» Object detection data:
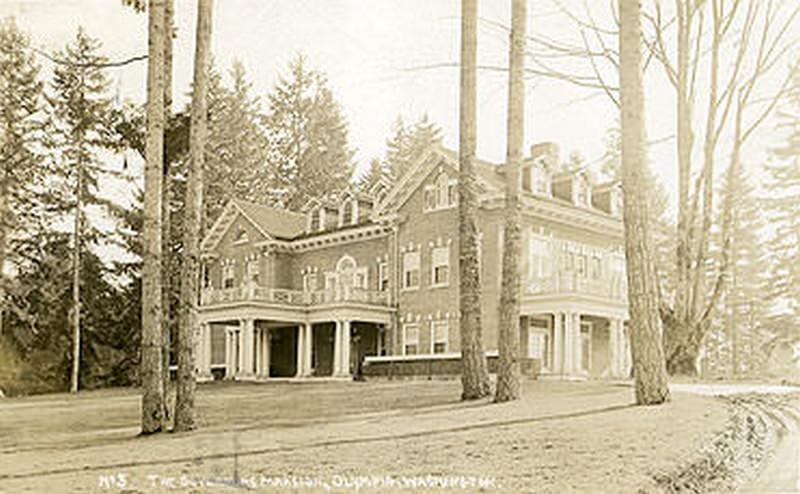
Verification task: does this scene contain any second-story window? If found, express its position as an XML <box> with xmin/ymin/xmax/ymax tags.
<box><xmin>403</xmin><ymin>251</ymin><xmax>420</xmax><ymax>290</ymax></box>
<box><xmin>403</xmin><ymin>324</ymin><xmax>419</xmax><ymax>355</ymax></box>
<box><xmin>423</xmin><ymin>172</ymin><xmax>458</xmax><ymax>211</ymax></box>
<box><xmin>378</xmin><ymin>261</ymin><xmax>389</xmax><ymax>292</ymax></box>
<box><xmin>303</xmin><ymin>273</ymin><xmax>317</xmax><ymax>292</ymax></box>
<box><xmin>222</xmin><ymin>264</ymin><xmax>235</xmax><ymax>288</ymax></box>
<box><xmin>431</xmin><ymin>246</ymin><xmax>450</xmax><ymax>287</ymax></box>
<box><xmin>247</xmin><ymin>259</ymin><xmax>261</xmax><ymax>283</ymax></box>
<box><xmin>339</xmin><ymin>198</ymin><xmax>358</xmax><ymax>226</ymax></box>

» Stated task: Can you write out all the lines above again, requests included, scaling every box coordinate in the answers by 1.35 and rounding to whole numbers with halves going up? Leave the pictures out of your answer.

» The solution:
Verification task: does this scene contain any second-story window? If found, express its position as an XML <box> with xmin/ymin/xmax/ymax tags.
<box><xmin>544</xmin><ymin>339</ymin><xmax>567</xmax><ymax>392</ymax></box>
<box><xmin>544</xmin><ymin>437</ymin><xmax>566</xmax><ymax>479</ymax></box>
<box><xmin>571</xmin><ymin>232</ymin><xmax>618</xmax><ymax>285</ymax></box>
<box><xmin>510</xmin><ymin>352</ymin><xmax>525</xmax><ymax>394</ymax></box>
<box><xmin>409</xmin><ymin>369</ymin><xmax>428</xmax><ymax>394</ymax></box>
<box><xmin>300</xmin><ymin>356</ymin><xmax>317</xmax><ymax>389</ymax></box>
<box><xmin>582</xmin><ymin>332</ymin><xmax>608</xmax><ymax>387</ymax></box>
<box><xmin>333</xmin><ymin>350</ymin><xmax>352</xmax><ymax>382</ymax></box>
<box><xmin>458</xmin><ymin>267</ymin><xmax>483</xmax><ymax>305</ymax></box>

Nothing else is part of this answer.